EXTRACT:
>> Begin

Our Technoscience Humanity: Critical Engagements from the Mellon Digital Cultures Initiative
Personal drone systems, Chicano cyber-punk performance art, and “paper machines” are coming to UC Davis this year as part of the exciting continuation of the Mellon Research Initiative in Digital Cultures.
2014-2015 is the second year of programming for the Digital Cultures initiative, which continues under the leadership of co-directors Colin Milburn, the Gary Snyder Chair in Science and the Humanities and professor of English, Science and Technology Studies, and Cinema and Technocultural Studies, and Kriss Ravetto-Biagioli, associate professor of Cinema and Technocultural Studies at UC Davis. The Digital Cultures initiative’s associate director is Kristopher Fallon, the Mellon visiting assistant professor in Digital Cultures.
The Mellon Research Initiative in Digital Cultures is designed around innovative research practices that rearticulate the humanities, the social sciences, and the arts with respect to technosciences. The initiative explores how digital technologies have revolutionized the practices of everyday life and become an integral part of our work, communication, politics, economics, artistic creativity, and personal identity.
The Digital Cultures initiative kicked off the year with a lecture and workshop by Joseph DeLappe, a multi-media artist and professor in the Department of Art at the University of Nevada. DeLappe has worked with electronic and new media since 1983, and his work in online gaming, performance, sculpture and electromechanical installation have been shown throughout the world. On October 6th and 7th, DeLappe visited UC Davis and delivered the lecture “Headshot: The Art & Activism of Joe DeLappe” which addressed his critical work on U.S. militarism and surveillance most aptly captured by his “Me and My Predator – Personal Drone System” wearable art.
Following his talk on drone surveillance, DeLappe led an all-day workshop on October 7th where participants learned how to create 3-D imaging. Fallon notes that the lecture/workshop format is an exciting new addition to the Digital Cultures programming this year. Fallon said the initiative plans to focus on workshops with visiting presenters because these artists and academics have a lot to offer the UC Davis community in terms of teaching specific skills and methods.

>> End

ENTRIES SHOWN:

>> Begin

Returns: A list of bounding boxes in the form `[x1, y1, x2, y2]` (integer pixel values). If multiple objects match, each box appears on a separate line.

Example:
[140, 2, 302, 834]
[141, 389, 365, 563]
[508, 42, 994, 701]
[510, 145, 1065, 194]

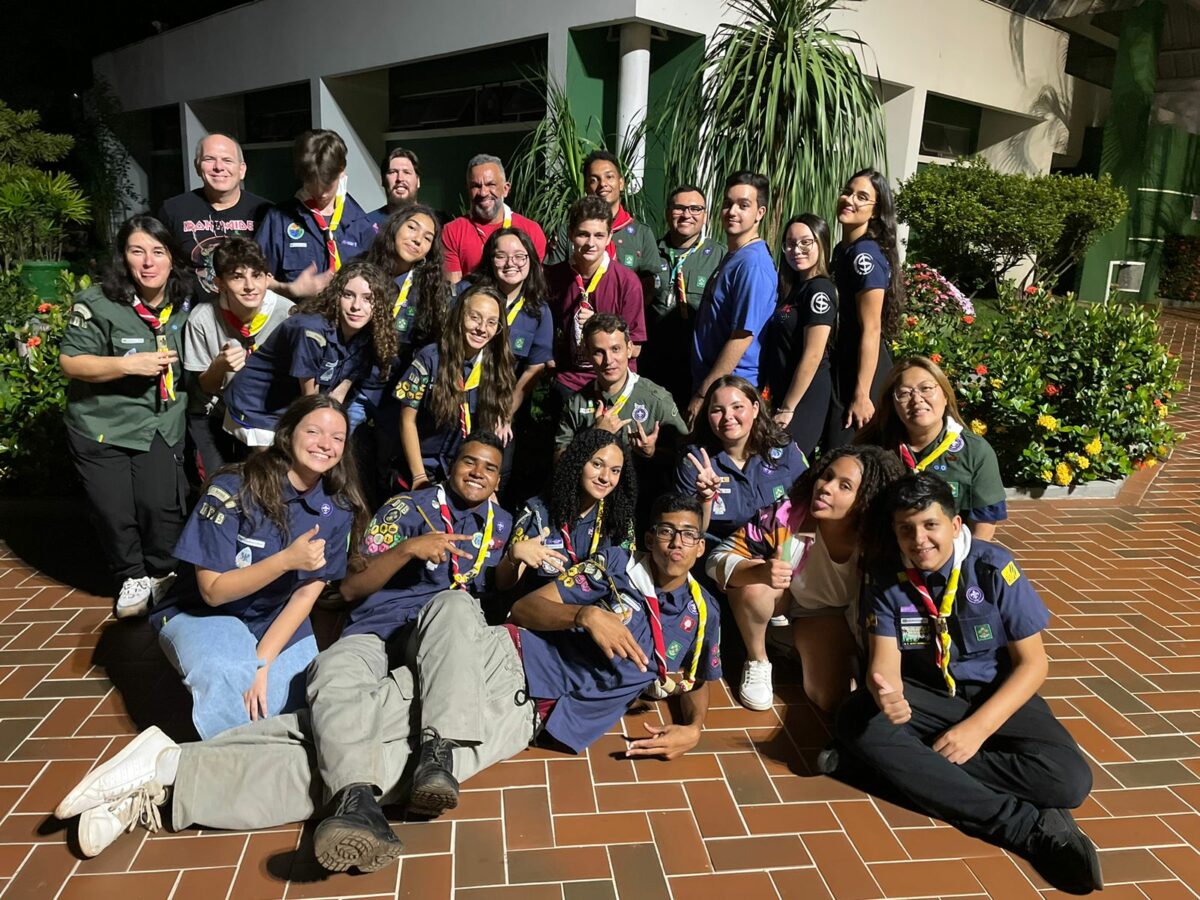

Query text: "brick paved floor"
[0, 314, 1200, 900]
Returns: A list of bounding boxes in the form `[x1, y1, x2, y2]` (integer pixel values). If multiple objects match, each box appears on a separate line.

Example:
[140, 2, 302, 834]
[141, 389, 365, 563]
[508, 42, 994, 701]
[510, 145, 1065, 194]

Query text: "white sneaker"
[79, 781, 167, 857]
[116, 577, 154, 619]
[738, 659, 775, 710]
[150, 572, 175, 604]
[54, 726, 179, 820]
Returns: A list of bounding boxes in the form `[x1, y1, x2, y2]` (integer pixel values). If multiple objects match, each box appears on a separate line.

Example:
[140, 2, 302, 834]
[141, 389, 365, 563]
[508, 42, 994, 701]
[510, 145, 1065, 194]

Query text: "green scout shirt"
[546, 218, 661, 285]
[554, 372, 688, 457]
[652, 236, 725, 318]
[914, 428, 1007, 522]
[59, 286, 187, 451]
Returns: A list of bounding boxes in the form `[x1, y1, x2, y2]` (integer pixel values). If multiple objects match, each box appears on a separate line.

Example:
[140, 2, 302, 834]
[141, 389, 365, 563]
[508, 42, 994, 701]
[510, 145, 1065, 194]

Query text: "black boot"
[1022, 809, 1104, 894]
[312, 785, 404, 872]
[408, 728, 458, 816]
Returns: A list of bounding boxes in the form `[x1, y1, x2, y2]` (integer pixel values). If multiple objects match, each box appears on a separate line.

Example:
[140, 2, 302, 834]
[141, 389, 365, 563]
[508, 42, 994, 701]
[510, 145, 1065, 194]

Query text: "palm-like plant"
[654, 0, 886, 243]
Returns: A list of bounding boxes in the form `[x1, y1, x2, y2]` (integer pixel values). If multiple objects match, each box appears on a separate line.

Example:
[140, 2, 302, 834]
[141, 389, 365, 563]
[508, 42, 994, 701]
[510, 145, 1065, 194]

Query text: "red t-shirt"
[546, 260, 646, 391]
[442, 212, 546, 277]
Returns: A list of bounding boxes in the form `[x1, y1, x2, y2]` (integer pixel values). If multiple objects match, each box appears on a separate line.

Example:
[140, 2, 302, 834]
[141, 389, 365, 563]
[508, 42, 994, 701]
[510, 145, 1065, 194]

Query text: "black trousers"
[67, 428, 187, 581]
[836, 679, 1092, 850]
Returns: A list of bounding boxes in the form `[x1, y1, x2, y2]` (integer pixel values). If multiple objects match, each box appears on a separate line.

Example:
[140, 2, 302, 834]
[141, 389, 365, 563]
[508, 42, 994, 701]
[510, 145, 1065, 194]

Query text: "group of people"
[56, 131, 1102, 893]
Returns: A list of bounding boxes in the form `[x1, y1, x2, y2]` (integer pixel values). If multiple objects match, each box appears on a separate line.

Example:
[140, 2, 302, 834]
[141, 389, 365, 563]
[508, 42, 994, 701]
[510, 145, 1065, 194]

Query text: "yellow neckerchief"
[900, 415, 962, 472]
[898, 527, 971, 697]
[438, 485, 496, 590]
[598, 372, 637, 415]
[508, 294, 524, 328]
[458, 350, 484, 437]
[391, 269, 413, 319]
[624, 553, 708, 694]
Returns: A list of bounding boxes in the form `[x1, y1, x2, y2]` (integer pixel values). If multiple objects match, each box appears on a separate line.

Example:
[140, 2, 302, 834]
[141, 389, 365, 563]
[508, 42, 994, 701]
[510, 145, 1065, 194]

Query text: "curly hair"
[689, 376, 792, 457]
[854, 356, 962, 449]
[427, 286, 517, 431]
[205, 394, 371, 571]
[846, 169, 905, 338]
[100, 216, 196, 310]
[296, 259, 397, 378]
[545, 428, 637, 545]
[472, 228, 550, 320]
[364, 204, 450, 347]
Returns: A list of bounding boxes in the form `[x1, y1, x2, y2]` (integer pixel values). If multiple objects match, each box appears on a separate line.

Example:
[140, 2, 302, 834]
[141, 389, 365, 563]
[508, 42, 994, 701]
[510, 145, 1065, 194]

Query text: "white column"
[617, 22, 650, 192]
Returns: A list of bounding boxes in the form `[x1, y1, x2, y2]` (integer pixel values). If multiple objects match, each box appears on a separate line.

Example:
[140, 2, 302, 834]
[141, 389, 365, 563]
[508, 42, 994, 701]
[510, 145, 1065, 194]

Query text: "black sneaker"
[408, 728, 458, 816]
[312, 785, 404, 872]
[1024, 809, 1104, 894]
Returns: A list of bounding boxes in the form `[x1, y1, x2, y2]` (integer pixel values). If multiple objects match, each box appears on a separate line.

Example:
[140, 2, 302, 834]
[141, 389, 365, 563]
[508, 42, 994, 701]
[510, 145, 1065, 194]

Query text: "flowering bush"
[902, 263, 974, 318]
[0, 275, 79, 493]
[893, 284, 1181, 485]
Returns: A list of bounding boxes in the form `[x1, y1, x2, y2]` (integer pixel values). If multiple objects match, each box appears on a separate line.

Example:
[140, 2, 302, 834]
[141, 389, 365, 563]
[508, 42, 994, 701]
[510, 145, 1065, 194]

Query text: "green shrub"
[896, 157, 1129, 290]
[0, 275, 79, 494]
[1158, 234, 1200, 304]
[893, 284, 1182, 485]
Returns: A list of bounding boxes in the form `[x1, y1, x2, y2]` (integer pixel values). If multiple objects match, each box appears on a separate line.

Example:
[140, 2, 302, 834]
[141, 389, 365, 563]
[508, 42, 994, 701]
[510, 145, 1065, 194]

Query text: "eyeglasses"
[892, 382, 942, 403]
[650, 524, 700, 547]
[492, 253, 529, 269]
[784, 238, 816, 253]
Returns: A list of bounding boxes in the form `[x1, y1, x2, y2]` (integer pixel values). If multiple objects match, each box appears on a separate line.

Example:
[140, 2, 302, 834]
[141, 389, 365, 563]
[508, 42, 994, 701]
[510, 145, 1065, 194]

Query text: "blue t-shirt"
[342, 487, 512, 641]
[150, 473, 354, 647]
[676, 442, 809, 540]
[691, 240, 779, 386]
[865, 542, 1050, 690]
[224, 313, 374, 428]
[521, 547, 721, 752]
[254, 196, 379, 282]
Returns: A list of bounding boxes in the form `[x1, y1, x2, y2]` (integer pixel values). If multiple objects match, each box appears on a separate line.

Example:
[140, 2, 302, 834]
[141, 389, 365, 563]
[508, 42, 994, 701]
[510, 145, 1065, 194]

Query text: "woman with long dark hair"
[824, 169, 904, 446]
[150, 394, 368, 739]
[59, 216, 194, 617]
[497, 428, 637, 593]
[224, 259, 396, 446]
[676, 376, 808, 541]
[396, 287, 516, 491]
[758, 212, 838, 455]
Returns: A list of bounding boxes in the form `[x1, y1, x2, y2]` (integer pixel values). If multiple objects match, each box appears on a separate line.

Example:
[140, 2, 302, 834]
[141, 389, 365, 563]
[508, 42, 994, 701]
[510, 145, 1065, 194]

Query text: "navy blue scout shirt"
[512, 497, 634, 590]
[676, 442, 809, 540]
[224, 313, 373, 428]
[691, 240, 779, 385]
[342, 487, 512, 641]
[254, 194, 379, 282]
[150, 473, 354, 647]
[521, 547, 721, 752]
[395, 343, 479, 481]
[866, 538, 1050, 691]
[829, 236, 892, 396]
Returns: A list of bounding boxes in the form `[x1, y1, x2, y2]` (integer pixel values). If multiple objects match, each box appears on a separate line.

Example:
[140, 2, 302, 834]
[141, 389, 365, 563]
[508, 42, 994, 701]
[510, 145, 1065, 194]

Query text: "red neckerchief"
[605, 205, 634, 259]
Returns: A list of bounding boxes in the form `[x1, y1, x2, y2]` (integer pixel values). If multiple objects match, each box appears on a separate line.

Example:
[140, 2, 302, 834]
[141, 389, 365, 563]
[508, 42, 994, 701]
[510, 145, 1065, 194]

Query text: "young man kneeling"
[830, 473, 1104, 894]
[55, 494, 721, 871]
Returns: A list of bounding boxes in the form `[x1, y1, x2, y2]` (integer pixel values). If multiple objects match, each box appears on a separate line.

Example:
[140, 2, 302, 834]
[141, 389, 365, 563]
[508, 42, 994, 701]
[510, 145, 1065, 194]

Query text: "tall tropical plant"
[509, 79, 646, 235]
[654, 0, 886, 243]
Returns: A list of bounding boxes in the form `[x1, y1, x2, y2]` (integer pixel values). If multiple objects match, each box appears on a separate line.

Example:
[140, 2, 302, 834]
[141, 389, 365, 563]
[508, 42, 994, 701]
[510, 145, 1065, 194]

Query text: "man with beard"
[442, 154, 546, 284]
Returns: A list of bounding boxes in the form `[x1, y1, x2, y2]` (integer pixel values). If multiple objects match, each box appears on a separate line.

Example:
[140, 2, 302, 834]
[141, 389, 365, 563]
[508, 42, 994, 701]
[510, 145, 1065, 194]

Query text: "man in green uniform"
[637, 185, 725, 407]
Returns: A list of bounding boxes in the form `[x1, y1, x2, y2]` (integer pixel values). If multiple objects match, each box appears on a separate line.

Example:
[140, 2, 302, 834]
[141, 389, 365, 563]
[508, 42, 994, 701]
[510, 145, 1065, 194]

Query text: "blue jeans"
[158, 613, 317, 740]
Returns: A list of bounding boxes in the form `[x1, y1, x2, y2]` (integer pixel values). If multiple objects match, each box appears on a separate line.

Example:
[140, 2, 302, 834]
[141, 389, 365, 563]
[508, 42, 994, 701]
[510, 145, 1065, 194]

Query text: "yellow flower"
[1038, 413, 1058, 431]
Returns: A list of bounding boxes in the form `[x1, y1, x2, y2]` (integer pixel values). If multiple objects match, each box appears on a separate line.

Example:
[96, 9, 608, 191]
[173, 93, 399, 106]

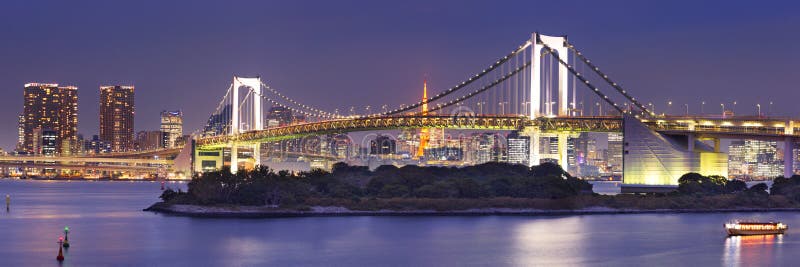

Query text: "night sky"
[0, 0, 800, 150]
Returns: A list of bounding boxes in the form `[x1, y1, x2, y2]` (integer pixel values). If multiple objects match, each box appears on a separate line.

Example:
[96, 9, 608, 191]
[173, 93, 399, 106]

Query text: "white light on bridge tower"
[527, 32, 569, 170]
[530, 32, 569, 119]
[230, 76, 264, 173]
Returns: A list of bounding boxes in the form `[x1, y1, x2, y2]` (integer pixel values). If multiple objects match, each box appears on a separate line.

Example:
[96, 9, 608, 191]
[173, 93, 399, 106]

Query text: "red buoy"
[56, 237, 64, 261]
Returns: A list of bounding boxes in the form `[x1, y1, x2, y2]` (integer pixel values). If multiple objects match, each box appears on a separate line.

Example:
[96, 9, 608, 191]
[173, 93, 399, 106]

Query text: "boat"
[724, 222, 789, 236]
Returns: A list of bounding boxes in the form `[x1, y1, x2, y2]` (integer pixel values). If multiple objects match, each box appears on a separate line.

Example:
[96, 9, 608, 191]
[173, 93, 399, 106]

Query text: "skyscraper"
[607, 133, 623, 175]
[100, 85, 134, 152]
[19, 83, 78, 154]
[161, 110, 183, 148]
[265, 106, 294, 127]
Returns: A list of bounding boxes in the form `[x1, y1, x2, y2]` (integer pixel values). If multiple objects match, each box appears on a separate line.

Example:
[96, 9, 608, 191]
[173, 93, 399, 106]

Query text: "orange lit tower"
[415, 80, 431, 158]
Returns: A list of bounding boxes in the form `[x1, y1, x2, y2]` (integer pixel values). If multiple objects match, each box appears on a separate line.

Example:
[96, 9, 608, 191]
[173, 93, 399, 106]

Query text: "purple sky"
[0, 0, 800, 149]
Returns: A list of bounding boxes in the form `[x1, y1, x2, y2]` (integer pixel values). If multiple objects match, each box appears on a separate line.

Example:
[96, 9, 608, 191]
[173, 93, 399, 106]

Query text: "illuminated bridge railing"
[197, 116, 527, 148]
[644, 118, 800, 137]
[197, 116, 622, 148]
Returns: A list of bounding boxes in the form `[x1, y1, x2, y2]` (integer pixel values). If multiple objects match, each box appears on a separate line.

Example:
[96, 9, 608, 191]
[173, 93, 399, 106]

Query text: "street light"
[667, 101, 672, 114]
[700, 101, 706, 114]
[719, 103, 725, 118]
[767, 101, 772, 116]
[594, 102, 603, 116]
[756, 104, 761, 118]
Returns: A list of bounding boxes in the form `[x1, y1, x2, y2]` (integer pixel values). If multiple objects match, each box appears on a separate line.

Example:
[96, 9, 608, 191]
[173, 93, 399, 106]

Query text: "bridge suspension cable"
[542, 43, 625, 114]
[261, 81, 344, 118]
[567, 43, 654, 115]
[418, 61, 531, 115]
[380, 41, 530, 116]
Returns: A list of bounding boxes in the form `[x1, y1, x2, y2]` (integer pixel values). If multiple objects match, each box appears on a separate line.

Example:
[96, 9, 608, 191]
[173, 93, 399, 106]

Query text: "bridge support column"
[522, 127, 541, 167]
[231, 144, 239, 174]
[253, 143, 261, 168]
[783, 137, 794, 178]
[558, 133, 569, 171]
[530, 32, 569, 118]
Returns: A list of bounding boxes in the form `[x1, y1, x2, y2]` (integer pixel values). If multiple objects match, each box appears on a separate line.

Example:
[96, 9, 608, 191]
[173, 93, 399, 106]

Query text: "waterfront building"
[134, 131, 167, 151]
[265, 106, 294, 127]
[507, 132, 531, 166]
[369, 134, 397, 155]
[203, 104, 231, 136]
[606, 133, 622, 175]
[84, 135, 111, 154]
[15, 114, 25, 152]
[39, 128, 58, 156]
[161, 110, 183, 148]
[728, 140, 783, 180]
[18, 83, 78, 154]
[100, 85, 135, 152]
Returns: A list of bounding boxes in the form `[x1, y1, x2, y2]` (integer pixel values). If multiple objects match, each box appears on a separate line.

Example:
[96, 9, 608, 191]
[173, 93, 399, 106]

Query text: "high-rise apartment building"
[508, 132, 531, 165]
[19, 83, 78, 154]
[135, 131, 166, 151]
[100, 85, 134, 152]
[161, 110, 183, 148]
[265, 106, 294, 127]
[607, 133, 623, 175]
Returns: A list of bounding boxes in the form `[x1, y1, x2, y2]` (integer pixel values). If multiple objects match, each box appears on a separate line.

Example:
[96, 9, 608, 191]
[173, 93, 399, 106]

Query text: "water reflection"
[723, 235, 783, 266]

>> End

TO BE DONE:
Answer these from the Digital Cultures article:
1. Which year of programming for the initiative is 2014-2015?
2. Since what year has DeLappe worked with electronic and new media?
3. What did participants learn to create in the all-day workshop on October 7th?

RESPONSE TO THE TASK:
1. The second year
2. 1983
3. 3-D imaging